What needs to be done: Repeat the whole listing exactly, leaving nothing out.

┌──

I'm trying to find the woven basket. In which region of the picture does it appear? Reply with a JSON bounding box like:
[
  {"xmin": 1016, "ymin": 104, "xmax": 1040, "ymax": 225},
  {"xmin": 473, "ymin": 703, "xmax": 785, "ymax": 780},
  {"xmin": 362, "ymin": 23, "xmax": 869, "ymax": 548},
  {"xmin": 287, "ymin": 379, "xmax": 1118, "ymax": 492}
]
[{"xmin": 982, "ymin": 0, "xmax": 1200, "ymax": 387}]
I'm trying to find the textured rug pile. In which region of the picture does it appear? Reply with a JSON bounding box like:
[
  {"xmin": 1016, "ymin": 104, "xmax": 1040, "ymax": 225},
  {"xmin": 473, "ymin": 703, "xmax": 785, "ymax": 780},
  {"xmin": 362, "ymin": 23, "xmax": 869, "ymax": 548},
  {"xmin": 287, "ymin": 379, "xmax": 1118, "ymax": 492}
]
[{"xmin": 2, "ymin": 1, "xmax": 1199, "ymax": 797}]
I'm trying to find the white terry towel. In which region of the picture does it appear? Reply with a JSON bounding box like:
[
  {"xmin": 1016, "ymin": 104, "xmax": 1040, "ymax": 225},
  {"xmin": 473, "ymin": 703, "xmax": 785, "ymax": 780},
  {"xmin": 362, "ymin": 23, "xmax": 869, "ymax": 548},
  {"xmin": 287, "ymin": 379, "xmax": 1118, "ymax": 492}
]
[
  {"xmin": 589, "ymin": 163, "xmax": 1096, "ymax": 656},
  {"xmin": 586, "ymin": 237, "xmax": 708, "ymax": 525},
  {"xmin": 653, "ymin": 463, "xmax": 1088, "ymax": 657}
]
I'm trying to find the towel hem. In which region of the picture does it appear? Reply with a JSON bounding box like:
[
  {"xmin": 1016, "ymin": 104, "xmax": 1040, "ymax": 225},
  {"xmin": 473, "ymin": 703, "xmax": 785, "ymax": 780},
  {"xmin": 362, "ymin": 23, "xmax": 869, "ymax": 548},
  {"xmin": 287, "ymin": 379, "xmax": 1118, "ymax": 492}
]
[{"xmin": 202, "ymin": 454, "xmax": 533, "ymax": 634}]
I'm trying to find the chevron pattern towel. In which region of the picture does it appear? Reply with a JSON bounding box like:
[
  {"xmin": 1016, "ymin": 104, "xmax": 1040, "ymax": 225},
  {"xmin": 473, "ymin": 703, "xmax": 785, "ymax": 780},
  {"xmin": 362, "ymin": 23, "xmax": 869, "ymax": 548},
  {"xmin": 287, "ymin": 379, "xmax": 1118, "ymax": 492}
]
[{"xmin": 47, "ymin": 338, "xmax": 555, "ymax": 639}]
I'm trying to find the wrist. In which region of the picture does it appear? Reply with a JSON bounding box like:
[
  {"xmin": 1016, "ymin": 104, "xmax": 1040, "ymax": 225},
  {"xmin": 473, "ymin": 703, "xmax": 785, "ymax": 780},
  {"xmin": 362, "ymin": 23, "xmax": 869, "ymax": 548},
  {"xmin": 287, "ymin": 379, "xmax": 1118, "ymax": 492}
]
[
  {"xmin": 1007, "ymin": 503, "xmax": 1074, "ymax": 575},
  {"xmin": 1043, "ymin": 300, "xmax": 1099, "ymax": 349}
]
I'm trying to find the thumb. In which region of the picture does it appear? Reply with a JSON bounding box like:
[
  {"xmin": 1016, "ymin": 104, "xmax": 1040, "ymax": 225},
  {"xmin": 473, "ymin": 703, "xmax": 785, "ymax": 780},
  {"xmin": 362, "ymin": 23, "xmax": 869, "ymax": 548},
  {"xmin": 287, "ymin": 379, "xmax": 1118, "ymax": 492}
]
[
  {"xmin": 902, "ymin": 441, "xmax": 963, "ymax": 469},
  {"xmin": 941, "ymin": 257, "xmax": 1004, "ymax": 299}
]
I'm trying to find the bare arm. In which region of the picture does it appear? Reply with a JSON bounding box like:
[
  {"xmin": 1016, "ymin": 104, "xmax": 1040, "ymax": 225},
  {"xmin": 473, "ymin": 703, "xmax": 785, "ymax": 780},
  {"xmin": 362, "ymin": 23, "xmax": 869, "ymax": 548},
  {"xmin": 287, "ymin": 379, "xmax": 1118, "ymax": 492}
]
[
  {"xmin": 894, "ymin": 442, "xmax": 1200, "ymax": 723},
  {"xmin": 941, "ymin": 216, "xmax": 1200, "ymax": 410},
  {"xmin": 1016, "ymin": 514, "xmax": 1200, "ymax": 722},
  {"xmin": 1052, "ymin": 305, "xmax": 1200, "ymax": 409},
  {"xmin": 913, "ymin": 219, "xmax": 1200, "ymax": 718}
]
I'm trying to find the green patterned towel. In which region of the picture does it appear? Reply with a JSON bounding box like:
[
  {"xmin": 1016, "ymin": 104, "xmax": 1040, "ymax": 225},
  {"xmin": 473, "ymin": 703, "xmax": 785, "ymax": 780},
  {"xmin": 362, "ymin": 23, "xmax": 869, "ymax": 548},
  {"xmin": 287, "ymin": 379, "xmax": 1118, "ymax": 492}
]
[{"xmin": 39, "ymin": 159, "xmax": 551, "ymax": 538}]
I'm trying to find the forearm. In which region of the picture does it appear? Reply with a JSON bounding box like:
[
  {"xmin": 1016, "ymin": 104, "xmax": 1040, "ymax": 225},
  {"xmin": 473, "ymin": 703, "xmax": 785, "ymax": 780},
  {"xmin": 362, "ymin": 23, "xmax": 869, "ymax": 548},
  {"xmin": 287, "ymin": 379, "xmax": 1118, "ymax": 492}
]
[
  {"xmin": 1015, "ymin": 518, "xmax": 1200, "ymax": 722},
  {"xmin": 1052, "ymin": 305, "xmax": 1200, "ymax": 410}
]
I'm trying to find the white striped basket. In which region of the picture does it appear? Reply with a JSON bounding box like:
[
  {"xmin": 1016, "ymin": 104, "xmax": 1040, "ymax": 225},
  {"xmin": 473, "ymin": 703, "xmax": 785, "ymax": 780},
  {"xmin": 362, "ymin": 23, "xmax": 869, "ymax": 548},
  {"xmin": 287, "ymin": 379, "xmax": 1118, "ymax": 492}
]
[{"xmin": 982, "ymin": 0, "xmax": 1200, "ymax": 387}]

└──

Answer for the task:
I'm trying to find the woven basket. In which region of the picture does it appear? Reply with a JSON bounding box like:
[
  {"xmin": 1016, "ymin": 104, "xmax": 1040, "ymax": 225},
  {"xmin": 473, "ymin": 703, "xmax": 785, "ymax": 780},
  {"xmin": 362, "ymin": 23, "xmax": 869, "ymax": 548},
  {"xmin": 287, "ymin": 379, "xmax": 1118, "ymax": 492}
]
[{"xmin": 982, "ymin": 0, "xmax": 1200, "ymax": 387}]
I'm trying to find the textured rug pile. In which region of the picture does it appear? Reply with a JSON bounding box like:
[
  {"xmin": 1016, "ymin": 104, "xmax": 1040, "ymax": 225},
  {"xmin": 473, "ymin": 703, "xmax": 785, "ymax": 780},
  {"xmin": 362, "ymin": 23, "xmax": 869, "ymax": 548},
  {"xmin": 287, "ymin": 379, "xmax": 1118, "ymax": 492}
]
[{"xmin": 2, "ymin": 1, "xmax": 1199, "ymax": 797}]
I'm trying to find the white terry towel. In which region of the picture does it appear? Reply with a JSON bounding box like:
[
  {"xmin": 1016, "ymin": 104, "xmax": 1040, "ymax": 225},
  {"xmin": 473, "ymin": 703, "xmax": 785, "ymax": 780},
  {"xmin": 362, "ymin": 23, "xmax": 869, "ymax": 548},
  {"xmin": 287, "ymin": 379, "xmax": 1118, "ymax": 492}
]
[
  {"xmin": 589, "ymin": 163, "xmax": 1096, "ymax": 656},
  {"xmin": 586, "ymin": 237, "xmax": 708, "ymax": 525},
  {"xmin": 653, "ymin": 463, "xmax": 1088, "ymax": 657}
]
I'm trying to find the towel hem. In which region of the picture does it appear? Reply with a JSON bounding box like:
[
  {"xmin": 1016, "ymin": 104, "xmax": 1040, "ymax": 225},
  {"xmin": 473, "ymin": 703, "xmax": 785, "ymax": 780},
  {"xmin": 362, "ymin": 23, "xmax": 869, "ymax": 548},
  {"xmin": 287, "ymin": 379, "xmax": 1118, "ymax": 492}
]
[{"xmin": 202, "ymin": 454, "xmax": 533, "ymax": 634}]
I'm trying to find the chevron pattern towel. In which region of the picture does it appear? Reply with a JSON bounding box like:
[
  {"xmin": 1016, "ymin": 104, "xmax": 1040, "ymax": 225},
  {"xmin": 473, "ymin": 703, "xmax": 785, "ymax": 780},
  {"xmin": 362, "ymin": 23, "xmax": 869, "ymax": 548},
  {"xmin": 287, "ymin": 379, "xmax": 1118, "ymax": 492}
]
[{"xmin": 47, "ymin": 338, "xmax": 555, "ymax": 639}]
I'm trying to find the wrist. In which region of the picture does it appear? Reply with a JSON bounding box like:
[
  {"xmin": 1016, "ymin": 104, "xmax": 1040, "ymax": 225},
  {"xmin": 473, "ymin": 703, "xmax": 785, "ymax": 780},
  {"xmin": 362, "ymin": 23, "xmax": 869, "ymax": 548},
  {"xmin": 287, "ymin": 379, "xmax": 1118, "ymax": 492}
]
[
  {"xmin": 1007, "ymin": 503, "xmax": 1074, "ymax": 575},
  {"xmin": 1043, "ymin": 300, "xmax": 1099, "ymax": 349}
]
I'm trying to find the thumb. In which region of the picture does it appear? Reply with a JSON bounding box like:
[
  {"xmin": 1016, "ymin": 104, "xmax": 1040, "ymax": 225},
  {"xmin": 473, "ymin": 703, "xmax": 785, "ymax": 780},
  {"xmin": 362, "ymin": 23, "xmax": 869, "ymax": 548},
  {"xmin": 287, "ymin": 379, "xmax": 1118, "ymax": 492}
]
[
  {"xmin": 902, "ymin": 441, "xmax": 963, "ymax": 469},
  {"xmin": 941, "ymin": 257, "xmax": 1004, "ymax": 299}
]
I'm trying to find the bare arm. In which region of the picture does it appear? Reply with a JSON bounding box like:
[
  {"xmin": 1016, "ymin": 104, "xmax": 1040, "ymax": 225},
  {"xmin": 473, "ymin": 703, "xmax": 785, "ymax": 780},
  {"xmin": 362, "ymin": 23, "xmax": 869, "ymax": 548},
  {"xmin": 287, "ymin": 379, "xmax": 1118, "ymax": 492}
]
[
  {"xmin": 894, "ymin": 442, "xmax": 1200, "ymax": 723},
  {"xmin": 941, "ymin": 216, "xmax": 1200, "ymax": 410},
  {"xmin": 1016, "ymin": 514, "xmax": 1200, "ymax": 722},
  {"xmin": 1052, "ymin": 305, "xmax": 1200, "ymax": 409},
  {"xmin": 913, "ymin": 219, "xmax": 1200, "ymax": 718}
]
I'm trying to find the green patterned towel. In which region of the picture does it appear? Reply with a JSON bounding box like:
[
  {"xmin": 1016, "ymin": 104, "xmax": 1040, "ymax": 225},
  {"xmin": 473, "ymin": 703, "xmax": 785, "ymax": 780},
  {"xmin": 362, "ymin": 23, "xmax": 869, "ymax": 548},
  {"xmin": 287, "ymin": 379, "xmax": 1118, "ymax": 492}
]
[{"xmin": 39, "ymin": 159, "xmax": 551, "ymax": 538}]
I'm trying to find the forearm. In which region of the picture does it appear? Reply with a JSON bounding box like:
[
  {"xmin": 1016, "ymin": 104, "xmax": 1040, "ymax": 225},
  {"xmin": 473, "ymin": 703, "xmax": 785, "ymax": 780},
  {"xmin": 362, "ymin": 23, "xmax": 869, "ymax": 548},
  {"xmin": 287, "ymin": 379, "xmax": 1118, "ymax": 492}
]
[
  {"xmin": 1015, "ymin": 518, "xmax": 1200, "ymax": 722},
  {"xmin": 1052, "ymin": 305, "xmax": 1200, "ymax": 410}
]
I'm trying to find the white striped basket. In which region of the picture does it appear? Reply with a JSON bounding box like:
[
  {"xmin": 1016, "ymin": 104, "xmax": 1040, "ymax": 225},
  {"xmin": 473, "ymin": 703, "xmax": 785, "ymax": 780},
  {"xmin": 362, "ymin": 23, "xmax": 869, "ymax": 548},
  {"xmin": 287, "ymin": 379, "xmax": 1118, "ymax": 492}
]
[{"xmin": 982, "ymin": 0, "xmax": 1200, "ymax": 387}]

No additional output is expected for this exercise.